### Requirements
Please count the lines in the records below that contain the word "sleeve", and reply with the number alone.
— START Data to use —
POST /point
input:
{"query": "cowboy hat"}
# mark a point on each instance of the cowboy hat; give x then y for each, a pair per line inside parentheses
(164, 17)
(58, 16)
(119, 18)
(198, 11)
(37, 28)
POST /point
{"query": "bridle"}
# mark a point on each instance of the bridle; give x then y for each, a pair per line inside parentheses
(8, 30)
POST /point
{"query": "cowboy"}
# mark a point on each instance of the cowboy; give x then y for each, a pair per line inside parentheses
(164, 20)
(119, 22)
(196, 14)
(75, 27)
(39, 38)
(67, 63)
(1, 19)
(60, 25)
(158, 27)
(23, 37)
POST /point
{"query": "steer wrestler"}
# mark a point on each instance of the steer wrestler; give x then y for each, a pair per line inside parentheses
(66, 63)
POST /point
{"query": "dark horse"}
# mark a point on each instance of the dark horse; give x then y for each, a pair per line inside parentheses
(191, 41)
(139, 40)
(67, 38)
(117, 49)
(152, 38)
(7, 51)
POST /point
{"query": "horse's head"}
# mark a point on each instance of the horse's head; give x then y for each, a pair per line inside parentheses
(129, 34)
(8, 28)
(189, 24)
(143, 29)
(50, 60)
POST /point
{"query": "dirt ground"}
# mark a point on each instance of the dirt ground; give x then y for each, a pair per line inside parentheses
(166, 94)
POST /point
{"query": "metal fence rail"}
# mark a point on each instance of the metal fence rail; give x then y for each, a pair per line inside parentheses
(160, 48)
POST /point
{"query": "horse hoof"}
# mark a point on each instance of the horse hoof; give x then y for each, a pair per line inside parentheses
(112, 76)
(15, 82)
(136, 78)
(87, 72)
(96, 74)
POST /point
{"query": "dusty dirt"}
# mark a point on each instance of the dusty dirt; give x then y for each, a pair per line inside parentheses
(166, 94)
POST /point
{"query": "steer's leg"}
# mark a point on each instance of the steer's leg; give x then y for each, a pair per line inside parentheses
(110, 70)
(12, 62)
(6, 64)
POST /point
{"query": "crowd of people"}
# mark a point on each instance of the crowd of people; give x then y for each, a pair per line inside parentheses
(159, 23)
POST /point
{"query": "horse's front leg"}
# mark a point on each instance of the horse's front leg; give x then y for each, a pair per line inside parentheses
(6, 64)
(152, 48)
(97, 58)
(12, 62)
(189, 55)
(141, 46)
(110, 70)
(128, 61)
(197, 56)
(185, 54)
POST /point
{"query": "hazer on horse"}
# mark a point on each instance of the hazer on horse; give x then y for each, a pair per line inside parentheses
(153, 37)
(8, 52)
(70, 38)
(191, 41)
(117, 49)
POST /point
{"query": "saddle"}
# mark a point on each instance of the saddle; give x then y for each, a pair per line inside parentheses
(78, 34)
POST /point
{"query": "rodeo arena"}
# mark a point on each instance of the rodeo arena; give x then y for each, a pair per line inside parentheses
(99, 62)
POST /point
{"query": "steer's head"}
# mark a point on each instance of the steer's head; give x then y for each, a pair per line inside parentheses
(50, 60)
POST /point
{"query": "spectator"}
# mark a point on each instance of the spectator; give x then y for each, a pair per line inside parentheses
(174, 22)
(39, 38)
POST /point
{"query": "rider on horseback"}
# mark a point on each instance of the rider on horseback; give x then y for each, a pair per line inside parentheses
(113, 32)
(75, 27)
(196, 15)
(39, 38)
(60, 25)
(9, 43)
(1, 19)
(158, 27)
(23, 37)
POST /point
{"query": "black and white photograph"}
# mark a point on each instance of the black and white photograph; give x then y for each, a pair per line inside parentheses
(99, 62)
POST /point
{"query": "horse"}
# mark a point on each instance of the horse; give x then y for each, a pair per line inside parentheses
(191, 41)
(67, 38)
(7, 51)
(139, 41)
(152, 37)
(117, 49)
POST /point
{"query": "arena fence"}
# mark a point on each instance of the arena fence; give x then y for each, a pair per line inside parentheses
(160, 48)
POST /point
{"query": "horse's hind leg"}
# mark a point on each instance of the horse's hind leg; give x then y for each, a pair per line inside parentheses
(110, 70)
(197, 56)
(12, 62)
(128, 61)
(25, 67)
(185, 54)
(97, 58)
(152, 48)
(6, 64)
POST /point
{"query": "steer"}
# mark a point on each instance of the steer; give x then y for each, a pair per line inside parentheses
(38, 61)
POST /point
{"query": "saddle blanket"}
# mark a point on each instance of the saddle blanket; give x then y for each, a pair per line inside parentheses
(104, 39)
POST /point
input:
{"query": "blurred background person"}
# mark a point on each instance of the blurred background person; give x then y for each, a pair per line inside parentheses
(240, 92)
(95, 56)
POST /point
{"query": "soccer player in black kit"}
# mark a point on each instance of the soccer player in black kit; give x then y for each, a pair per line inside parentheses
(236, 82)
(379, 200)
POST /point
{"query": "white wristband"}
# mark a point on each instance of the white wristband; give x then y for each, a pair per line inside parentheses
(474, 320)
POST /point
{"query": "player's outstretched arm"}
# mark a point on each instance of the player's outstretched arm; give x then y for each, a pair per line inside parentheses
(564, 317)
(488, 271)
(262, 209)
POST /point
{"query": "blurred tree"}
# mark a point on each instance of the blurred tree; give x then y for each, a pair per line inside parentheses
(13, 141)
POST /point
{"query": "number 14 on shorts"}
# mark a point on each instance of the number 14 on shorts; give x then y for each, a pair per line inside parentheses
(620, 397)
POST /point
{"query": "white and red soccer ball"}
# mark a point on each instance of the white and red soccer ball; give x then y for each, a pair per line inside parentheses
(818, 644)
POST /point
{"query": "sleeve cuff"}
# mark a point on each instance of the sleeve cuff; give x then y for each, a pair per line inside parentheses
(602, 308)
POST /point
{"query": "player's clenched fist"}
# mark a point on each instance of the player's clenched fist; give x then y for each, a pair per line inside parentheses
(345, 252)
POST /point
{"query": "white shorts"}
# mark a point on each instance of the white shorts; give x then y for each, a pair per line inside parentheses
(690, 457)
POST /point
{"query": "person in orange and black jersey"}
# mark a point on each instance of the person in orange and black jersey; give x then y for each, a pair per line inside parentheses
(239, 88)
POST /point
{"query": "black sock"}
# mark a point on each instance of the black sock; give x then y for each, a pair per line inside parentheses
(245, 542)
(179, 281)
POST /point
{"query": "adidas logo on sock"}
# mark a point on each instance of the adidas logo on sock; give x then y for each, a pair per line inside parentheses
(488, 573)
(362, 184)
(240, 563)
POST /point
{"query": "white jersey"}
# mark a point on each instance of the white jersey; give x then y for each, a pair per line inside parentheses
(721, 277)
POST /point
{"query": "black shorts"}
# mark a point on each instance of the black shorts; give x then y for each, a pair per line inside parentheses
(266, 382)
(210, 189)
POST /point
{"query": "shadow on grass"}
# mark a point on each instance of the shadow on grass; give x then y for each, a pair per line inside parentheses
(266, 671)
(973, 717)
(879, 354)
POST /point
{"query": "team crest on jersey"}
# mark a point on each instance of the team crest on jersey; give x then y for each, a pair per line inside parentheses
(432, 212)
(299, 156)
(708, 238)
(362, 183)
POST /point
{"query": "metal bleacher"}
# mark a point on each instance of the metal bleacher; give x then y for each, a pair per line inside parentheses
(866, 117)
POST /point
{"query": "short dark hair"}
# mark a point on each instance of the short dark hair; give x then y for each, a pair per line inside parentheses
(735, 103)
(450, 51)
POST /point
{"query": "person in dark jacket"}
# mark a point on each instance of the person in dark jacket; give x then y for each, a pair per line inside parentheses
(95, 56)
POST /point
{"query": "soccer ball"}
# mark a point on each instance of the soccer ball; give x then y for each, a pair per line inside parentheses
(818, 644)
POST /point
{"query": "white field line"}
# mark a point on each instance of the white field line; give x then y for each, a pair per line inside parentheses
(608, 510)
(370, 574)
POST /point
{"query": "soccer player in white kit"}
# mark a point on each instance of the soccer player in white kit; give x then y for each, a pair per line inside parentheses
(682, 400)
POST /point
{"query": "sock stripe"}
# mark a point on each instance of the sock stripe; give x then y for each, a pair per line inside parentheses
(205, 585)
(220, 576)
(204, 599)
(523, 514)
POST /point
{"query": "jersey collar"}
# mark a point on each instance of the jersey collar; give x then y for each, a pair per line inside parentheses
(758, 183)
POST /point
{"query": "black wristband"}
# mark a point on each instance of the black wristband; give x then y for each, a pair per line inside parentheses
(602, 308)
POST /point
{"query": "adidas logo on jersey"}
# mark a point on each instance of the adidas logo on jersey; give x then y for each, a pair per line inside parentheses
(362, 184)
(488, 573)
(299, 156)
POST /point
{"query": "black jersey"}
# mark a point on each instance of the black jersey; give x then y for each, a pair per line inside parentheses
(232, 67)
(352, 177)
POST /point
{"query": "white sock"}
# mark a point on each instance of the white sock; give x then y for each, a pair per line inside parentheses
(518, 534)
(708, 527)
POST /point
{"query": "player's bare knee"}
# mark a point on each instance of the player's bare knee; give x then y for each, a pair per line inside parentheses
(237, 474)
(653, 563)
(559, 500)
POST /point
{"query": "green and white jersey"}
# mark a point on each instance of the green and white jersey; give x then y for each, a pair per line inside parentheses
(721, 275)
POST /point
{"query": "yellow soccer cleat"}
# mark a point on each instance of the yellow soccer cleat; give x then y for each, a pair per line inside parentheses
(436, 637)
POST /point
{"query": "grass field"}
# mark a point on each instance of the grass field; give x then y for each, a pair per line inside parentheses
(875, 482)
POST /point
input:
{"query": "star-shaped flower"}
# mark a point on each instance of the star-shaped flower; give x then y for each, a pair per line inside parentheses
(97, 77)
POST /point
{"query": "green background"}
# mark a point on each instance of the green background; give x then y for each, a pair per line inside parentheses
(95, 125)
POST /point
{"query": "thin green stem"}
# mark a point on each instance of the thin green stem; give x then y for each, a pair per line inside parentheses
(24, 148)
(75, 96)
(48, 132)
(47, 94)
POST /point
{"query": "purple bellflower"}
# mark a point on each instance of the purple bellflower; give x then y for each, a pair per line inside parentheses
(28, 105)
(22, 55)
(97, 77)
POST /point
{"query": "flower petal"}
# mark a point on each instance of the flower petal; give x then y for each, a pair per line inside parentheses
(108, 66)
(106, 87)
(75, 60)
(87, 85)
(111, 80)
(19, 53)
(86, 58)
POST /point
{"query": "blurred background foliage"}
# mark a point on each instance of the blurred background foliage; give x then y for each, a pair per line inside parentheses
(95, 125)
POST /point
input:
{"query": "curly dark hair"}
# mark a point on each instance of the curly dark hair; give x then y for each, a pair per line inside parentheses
— END Data to use —
### Correct result
2